Data records:

# # # # #

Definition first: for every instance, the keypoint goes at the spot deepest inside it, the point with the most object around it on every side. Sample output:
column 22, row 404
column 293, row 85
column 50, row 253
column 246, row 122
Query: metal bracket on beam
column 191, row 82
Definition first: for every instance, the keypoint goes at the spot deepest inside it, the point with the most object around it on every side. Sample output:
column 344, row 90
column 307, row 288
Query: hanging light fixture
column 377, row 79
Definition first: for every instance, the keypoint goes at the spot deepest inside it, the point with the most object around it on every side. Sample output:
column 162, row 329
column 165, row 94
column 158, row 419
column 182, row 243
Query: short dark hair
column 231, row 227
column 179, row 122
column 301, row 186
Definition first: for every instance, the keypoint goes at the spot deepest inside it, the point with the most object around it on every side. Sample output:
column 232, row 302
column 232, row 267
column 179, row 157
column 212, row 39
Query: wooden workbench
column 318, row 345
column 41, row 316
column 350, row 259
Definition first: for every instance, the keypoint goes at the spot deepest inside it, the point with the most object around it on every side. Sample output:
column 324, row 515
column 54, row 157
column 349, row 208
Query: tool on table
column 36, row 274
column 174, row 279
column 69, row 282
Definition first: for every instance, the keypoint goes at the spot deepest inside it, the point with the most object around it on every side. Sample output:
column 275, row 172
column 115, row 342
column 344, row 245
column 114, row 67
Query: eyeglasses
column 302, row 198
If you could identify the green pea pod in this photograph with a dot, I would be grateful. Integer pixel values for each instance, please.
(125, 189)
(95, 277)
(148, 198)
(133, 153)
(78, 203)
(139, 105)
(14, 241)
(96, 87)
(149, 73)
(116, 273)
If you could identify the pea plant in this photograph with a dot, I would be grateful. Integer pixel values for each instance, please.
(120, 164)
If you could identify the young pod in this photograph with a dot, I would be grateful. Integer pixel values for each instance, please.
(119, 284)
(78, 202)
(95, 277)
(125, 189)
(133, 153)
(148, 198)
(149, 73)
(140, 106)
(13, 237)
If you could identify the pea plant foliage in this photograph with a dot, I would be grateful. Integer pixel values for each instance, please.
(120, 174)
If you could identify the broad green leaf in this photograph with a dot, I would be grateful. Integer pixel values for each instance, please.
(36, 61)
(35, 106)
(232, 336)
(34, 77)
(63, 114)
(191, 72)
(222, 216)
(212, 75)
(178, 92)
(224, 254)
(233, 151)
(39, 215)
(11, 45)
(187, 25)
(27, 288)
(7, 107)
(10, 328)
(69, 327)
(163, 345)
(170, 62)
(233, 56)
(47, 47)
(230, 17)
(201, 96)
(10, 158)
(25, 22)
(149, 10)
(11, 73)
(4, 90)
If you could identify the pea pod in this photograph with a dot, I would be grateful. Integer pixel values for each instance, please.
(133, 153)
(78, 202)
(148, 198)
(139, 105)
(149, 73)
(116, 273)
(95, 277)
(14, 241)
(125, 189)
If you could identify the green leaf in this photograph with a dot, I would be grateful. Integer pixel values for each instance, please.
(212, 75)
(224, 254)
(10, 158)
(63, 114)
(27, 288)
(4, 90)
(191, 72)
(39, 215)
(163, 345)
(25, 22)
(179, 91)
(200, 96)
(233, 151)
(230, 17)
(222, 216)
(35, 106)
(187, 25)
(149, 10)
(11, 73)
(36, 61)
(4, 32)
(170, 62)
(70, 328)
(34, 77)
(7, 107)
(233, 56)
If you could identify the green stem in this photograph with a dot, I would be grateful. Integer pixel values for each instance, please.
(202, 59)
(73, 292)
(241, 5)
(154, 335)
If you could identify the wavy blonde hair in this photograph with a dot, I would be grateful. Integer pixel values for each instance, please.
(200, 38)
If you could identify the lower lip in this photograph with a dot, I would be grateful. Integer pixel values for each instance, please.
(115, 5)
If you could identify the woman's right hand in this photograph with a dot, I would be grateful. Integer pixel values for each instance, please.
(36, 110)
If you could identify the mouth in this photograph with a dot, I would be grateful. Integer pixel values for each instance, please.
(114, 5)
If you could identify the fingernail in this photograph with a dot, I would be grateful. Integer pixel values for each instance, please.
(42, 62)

# # # # #

Activity: Copy each line of the material exactly as shown.

Written solution:
Definition first: for every instance, the keypoint goes at the spot deepest inside it, the point with the most object around it on every side. Sample output:
column 22, row 404
column 293, row 85
column 50, row 253
column 246, row 122
Query: metal bracket on beam
column 191, row 82
Definition first: for every instance, the keypoint goes at the spot deepest inside it, the point with the most object around it on every side. Sample output:
column 344, row 90
column 307, row 288
Query: hanging light fixture
column 377, row 79
Definition first: for every instance, the keypoint goes at the spot deepest inside it, the point with the most object around it on every side. Sample output:
column 162, row 329
column 165, row 94
column 158, row 419
column 182, row 243
Query: short dark hair
column 231, row 227
column 179, row 122
column 301, row 186
Definition first: for every instance, the keypoint goes at the spot deepest inside it, the point with the most object around it on every side. Sample output:
column 232, row 302
column 232, row 267
column 179, row 157
column 212, row 39
Query: wooden workbench
column 318, row 345
column 41, row 316
column 350, row 259
Definition first: for every instance, the keypoint goes at the spot deepest inside it, the point with the most object around it on every side. Sample output:
column 324, row 515
column 54, row 157
column 349, row 208
Query: tool on table
column 36, row 274
column 174, row 279
column 69, row 282
Definition first: for every instance, the keypoint goes at the spot deepest inside it, the point with the most object around it on every side. Sample output:
column 275, row 172
column 115, row 342
column 344, row 245
column 114, row 67
Query: eyeglasses
column 302, row 198
If you could identify the green pea pod in this photograph with a dot, I would be grateful. Integer pixel values for each instance, please.
(125, 189)
(95, 277)
(148, 198)
(133, 153)
(78, 203)
(139, 105)
(14, 241)
(96, 87)
(149, 73)
(116, 273)
If you could identify the pea plant in this photograph with a dot, I would be grateful. Integer pixel values for each instance, please.
(120, 164)
If you could identify the young pod in this photograph with a dot, I would be grateful. Integer pixel values for each instance, please.
(119, 284)
(78, 202)
(95, 277)
(125, 189)
(133, 153)
(148, 198)
(149, 73)
(140, 106)
(13, 237)
If you could identify the pea plant foliage in this photograph with a dot, I would be grateful. Integer pixel values for each instance, please.
(120, 174)
If you could identify the broad green leaf in this photograph with a dot, I would be grateful. Integer pixel values for each instance, please.
(36, 61)
(35, 106)
(232, 336)
(34, 77)
(63, 114)
(191, 72)
(222, 216)
(212, 75)
(178, 92)
(224, 254)
(233, 151)
(39, 215)
(11, 45)
(187, 25)
(27, 288)
(7, 107)
(10, 328)
(69, 327)
(163, 345)
(170, 62)
(233, 56)
(47, 47)
(230, 17)
(201, 96)
(10, 158)
(25, 22)
(149, 10)
(11, 73)
(4, 90)
If you could identify the pea pod in this photograph with a dot, I would be grateful. Integer pixel values for each instance, please.
(133, 153)
(78, 202)
(148, 198)
(139, 105)
(149, 73)
(116, 273)
(95, 277)
(14, 241)
(125, 189)
If you could identify the green leaf in this photograph with a dot, I would be grateful. Integer pixel values for each instance, please.
(212, 75)
(224, 254)
(10, 158)
(63, 114)
(27, 288)
(4, 90)
(191, 72)
(39, 215)
(163, 345)
(25, 22)
(179, 91)
(200, 96)
(233, 151)
(230, 17)
(222, 216)
(35, 106)
(187, 25)
(149, 10)
(11, 73)
(36, 61)
(4, 32)
(170, 62)
(70, 328)
(34, 77)
(7, 107)
(233, 56)
If you could identify the green stem in this photograph with a dot, I would be grateful. Integer pixel values for each instance, please.
(202, 59)
(73, 292)
(241, 5)
(154, 335)
If you could identify the wavy blonde hair in this photograph with a dot, I would be grateful. Integer pixel values for each instance, please.
(200, 38)
If you could identify the lower lip in this photograph with a dot, I would be grateful. Integer pixel values for each instance, please.
(115, 5)
If you could identify the woman's right hand in this photograph with a dot, I would be grateful. Integer pixel values for each instance, please.
(36, 110)
If you could identify the mouth in this photograph with a dot, I would be grateful. Integer pixel values for each instance, please.
(114, 5)
If you could identify the fingernail in this photograph with a dot, I would be grateful. Integer pixel values for each instance, please.
(42, 62)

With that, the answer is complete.